* **SET PROBLEM**
Please rewrite the listing below as a JSON array of strings, one string per line, skipping any blank lines. Leave the pictures out of your answer.
--- Begin GIVEN DATA ---
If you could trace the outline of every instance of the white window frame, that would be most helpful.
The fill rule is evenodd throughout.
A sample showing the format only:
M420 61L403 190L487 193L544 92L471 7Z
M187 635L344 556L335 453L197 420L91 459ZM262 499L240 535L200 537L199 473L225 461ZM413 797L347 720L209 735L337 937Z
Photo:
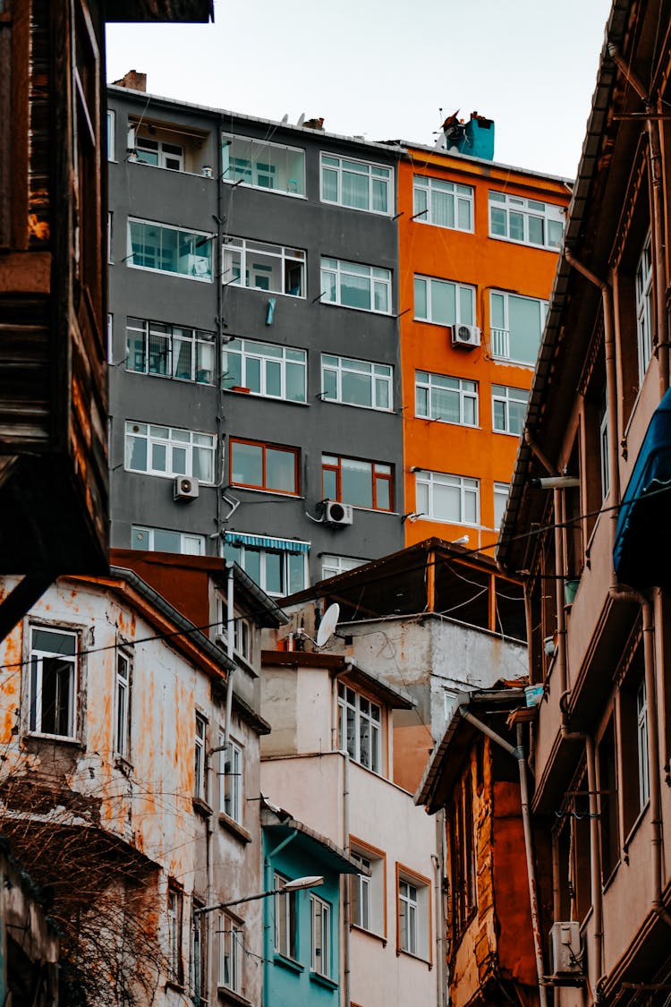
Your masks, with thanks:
--- End GIVEN DATA ---
* **ANSWER TO THIS TASK**
[
  "If you could trace the outline of every instance of the white window frame, that would be most helpful.",
  "The fill rule is evenodd throughout.",
  "A sample showing the format only:",
  "M420 61L403 190L487 193L544 92L471 7Z",
  "M187 635L344 556L335 453L197 420L91 459ZM262 499L240 535L200 537L199 473L225 461ZM413 797L347 720L209 735L337 937Z",
  "Photo:",
  "Your masks, with thanks:"
]